[Start Extracted records]

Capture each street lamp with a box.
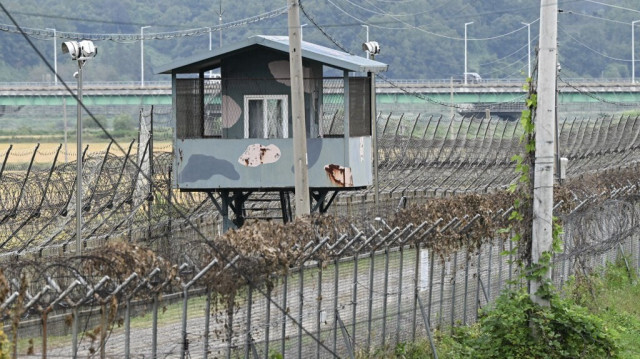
[631,20,640,84]
[463,21,473,85]
[140,26,151,87]
[361,25,369,58]
[62,40,98,255]
[522,22,531,78]
[46,29,58,86]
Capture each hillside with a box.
[0,0,640,81]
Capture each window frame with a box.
[243,95,289,139]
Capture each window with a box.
[244,95,289,138]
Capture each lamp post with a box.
[463,21,473,85]
[522,22,531,77]
[218,0,224,47]
[140,26,151,87]
[46,29,58,86]
[631,20,640,84]
[62,40,98,256]
[361,25,369,58]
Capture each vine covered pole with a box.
[287,0,311,218]
[529,0,558,306]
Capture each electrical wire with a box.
[584,0,640,13]
[564,10,631,26]
[558,25,637,62]
[300,0,522,109]
[558,76,638,107]
[344,0,433,17]
[6,11,183,29]
[479,35,539,66]
[0,6,287,42]
[0,2,339,358]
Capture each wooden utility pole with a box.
[529,0,558,306]
[287,0,311,218]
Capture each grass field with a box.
[0,141,172,164]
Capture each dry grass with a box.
[0,141,171,164]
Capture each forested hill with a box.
[0,0,640,82]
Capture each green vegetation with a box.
[359,261,640,359]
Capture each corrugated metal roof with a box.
[158,35,388,74]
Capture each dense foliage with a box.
[0,0,637,81]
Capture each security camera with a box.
[62,40,98,60]
[62,41,80,60]
[362,41,380,55]
[78,40,98,57]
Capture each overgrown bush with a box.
[462,290,619,358]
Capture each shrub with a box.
[466,290,619,358]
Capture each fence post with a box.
[264,285,272,359]
[244,285,253,359]
[332,257,340,353]
[280,274,289,356]
[202,286,211,359]
[462,253,470,327]
[151,291,159,359]
[366,250,376,353]
[396,244,404,345]
[411,246,420,341]
[451,252,458,333]
[382,246,389,347]
[124,298,131,359]
[316,260,322,359]
[351,253,358,345]
[298,263,304,358]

[End Extracted records]

■ **Aim**
Quote all of the material above verbatim, line by line, but omit the picture.

■ **Written response**
Capture each street lamp with a box.
[631,20,640,84]
[463,21,473,85]
[140,26,151,87]
[361,25,369,58]
[62,40,98,255]
[522,22,531,78]
[46,29,58,86]
Capture each hillside with a box.
[0,0,640,81]
Capture each window frame with a box.
[243,95,289,139]
Capture each window with a box.
[244,95,289,138]
Capture each lamp post with a box.
[463,21,473,85]
[522,22,531,77]
[218,0,224,47]
[140,26,151,87]
[46,29,58,86]
[631,20,640,84]
[62,40,98,256]
[361,25,369,58]
Capture each vine covered pole with a box.
[287,0,311,218]
[529,0,558,306]
Capture each electrical wire with a box.
[584,0,640,13]
[564,10,631,26]
[558,25,637,62]
[300,0,522,109]
[558,76,638,107]
[344,0,433,17]
[6,11,183,29]
[479,35,539,66]
[0,6,287,42]
[0,2,339,358]
Capture each wooden utility pole with a box.
[529,0,558,306]
[287,0,311,218]
Capture each grass field with a box.
[0,141,172,164]
Capture each dry grass with a box.
[0,141,171,164]
Capture each forested hill with a box.
[0,0,640,82]
Capture each green vegetation with a box.
[359,261,640,359]
Capture each corrugated metal roof with a box.
[158,35,388,74]
Capture each dense foliage with a box.
[0,0,637,81]
Capture each security camera with a box.
[62,40,98,60]
[62,41,80,60]
[362,41,380,55]
[78,40,98,57]
Capture each overgrown bush with a box.
[462,290,619,358]
Capture each shrub with a box.
[466,290,619,358]
Capture each fence post with a box.
[264,285,272,359]
[244,285,253,359]
[332,257,340,353]
[280,274,289,356]
[202,286,211,359]
[462,253,470,327]
[151,291,159,359]
[366,250,376,353]
[396,244,404,345]
[411,246,420,341]
[451,252,458,333]
[382,246,389,347]
[124,298,131,359]
[316,260,322,359]
[351,253,358,345]
[298,263,304,358]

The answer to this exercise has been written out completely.